WRITTEN EXERCISE.
Can you lay out every one of the entries below as a two-column CSV with the headers entry_text and answer, one row per entry, putting each field in double quotes and replacing any line breaks with spaces?

DATASET EXCERPTS.
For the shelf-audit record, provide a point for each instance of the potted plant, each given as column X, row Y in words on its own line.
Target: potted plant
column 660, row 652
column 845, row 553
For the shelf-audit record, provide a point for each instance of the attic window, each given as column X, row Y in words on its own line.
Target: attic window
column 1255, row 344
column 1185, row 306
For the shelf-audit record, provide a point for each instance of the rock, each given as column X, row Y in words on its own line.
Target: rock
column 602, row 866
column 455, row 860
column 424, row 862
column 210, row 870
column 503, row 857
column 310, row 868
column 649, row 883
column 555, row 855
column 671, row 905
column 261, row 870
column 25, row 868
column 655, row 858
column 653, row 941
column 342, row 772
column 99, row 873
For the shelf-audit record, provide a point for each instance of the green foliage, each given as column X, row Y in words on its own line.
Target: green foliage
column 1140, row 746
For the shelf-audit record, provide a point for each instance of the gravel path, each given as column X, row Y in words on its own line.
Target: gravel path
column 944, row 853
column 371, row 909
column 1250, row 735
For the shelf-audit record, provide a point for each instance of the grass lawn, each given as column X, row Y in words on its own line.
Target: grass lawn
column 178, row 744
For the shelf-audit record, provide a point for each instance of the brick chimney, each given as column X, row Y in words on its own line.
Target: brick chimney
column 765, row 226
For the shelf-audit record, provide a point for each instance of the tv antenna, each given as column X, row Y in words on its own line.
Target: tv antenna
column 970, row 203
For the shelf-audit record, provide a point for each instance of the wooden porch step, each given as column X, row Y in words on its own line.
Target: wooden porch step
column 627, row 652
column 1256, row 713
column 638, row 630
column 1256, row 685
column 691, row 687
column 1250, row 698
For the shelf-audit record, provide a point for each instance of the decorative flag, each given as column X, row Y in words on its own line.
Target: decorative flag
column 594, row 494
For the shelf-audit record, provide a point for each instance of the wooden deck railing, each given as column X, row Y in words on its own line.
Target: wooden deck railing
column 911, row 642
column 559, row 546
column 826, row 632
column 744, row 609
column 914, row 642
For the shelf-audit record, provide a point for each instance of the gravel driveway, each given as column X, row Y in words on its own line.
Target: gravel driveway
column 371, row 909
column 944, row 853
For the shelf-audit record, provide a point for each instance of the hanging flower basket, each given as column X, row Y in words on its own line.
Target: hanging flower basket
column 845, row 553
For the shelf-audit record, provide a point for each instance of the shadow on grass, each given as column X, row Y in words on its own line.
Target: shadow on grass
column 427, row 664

OUTPUT OF THE TASK.
entry_text,answer
"For the shelf-audit record, provide a point for each instance of the potted plant, each given as column X, row Y in words on its own line. Target: potted plant","column 660, row 652 column 845, row 553"
"For the shelf-audit record, provide a point for each instance of the attic window, each given as column X, row Y in words on its own line. Target: attic window","column 1255, row 344 column 1185, row 306"
"For the shelf-audit record, provide a point for each instance of the rock, each given as column X, row Y in words on its own line. Target: rock","column 602, row 866 column 455, row 860 column 424, row 862 column 210, row 870 column 503, row 857 column 310, row 868 column 649, row 883 column 555, row 855 column 671, row 905 column 261, row 870 column 25, row 868 column 655, row 858 column 653, row 941 column 342, row 772 column 99, row 873"
"For the shelf-audit record, provide a point for each instance of the green foliage, each given as column X, row Y in words on its own line. Target: green foliage","column 1140, row 746"
"For the shelf-audit record, provide a point for each instance of the gravel path, each given as column X, row Y in words on its own line. Target: gravel path","column 944, row 853 column 371, row 909 column 1250, row 735"
"For the shelf-audit record, provide a point for each instance of the grass lawn, each given as column X, row Y in words on its own line. Target: grass lawn","column 178, row 744"
"For the shelf-audit record, provide a point for each instance of the brick chimney, each given as column X, row Y in words on its own line. Target: brick chimney","column 765, row 226"
"For the shelf-audit record, provide a point for each instance of the tv antenna, each given as column X, row Y in words on its own line. Target: tv antenna","column 970, row 203"
"For the shelf-audit record, provide a point for each instance of the wooden porch step, each given as column X, row Y in words on its own line. Target: wooden porch step","column 627, row 652 column 1256, row 713 column 638, row 630 column 1256, row 685 column 691, row 687 column 1250, row 698"
"For the shelf-audit record, provide a point for each instance of the decorative flag, each given as column X, row Y in words on its own line. Target: decorative flag","column 594, row 494"
"For the shelf-audit record, provide a point for each instance of the wooden deck railing, each given as column X, row Y in words on its own line. Target: wooden deck railing","column 911, row 642 column 559, row 546 column 826, row 632 column 744, row 609 column 914, row 642"
"For the shelf-audit record, provide a point for each instance of the gravel driveway, each given as column X, row Y in words on its own line. Target: gravel driveway","column 371, row 909 column 944, row 853"
"For the shelf-audit record, provide a point for each instance of the hanging flower basket, each given as column X, row Y in words on its own line. Target: hanging flower basket","column 845, row 553"
"For the shelf-audit record, provide a point for each instance of the shadow on grass, each given as column X, row Y in words on its own line. Target: shadow on grass","column 427, row 664"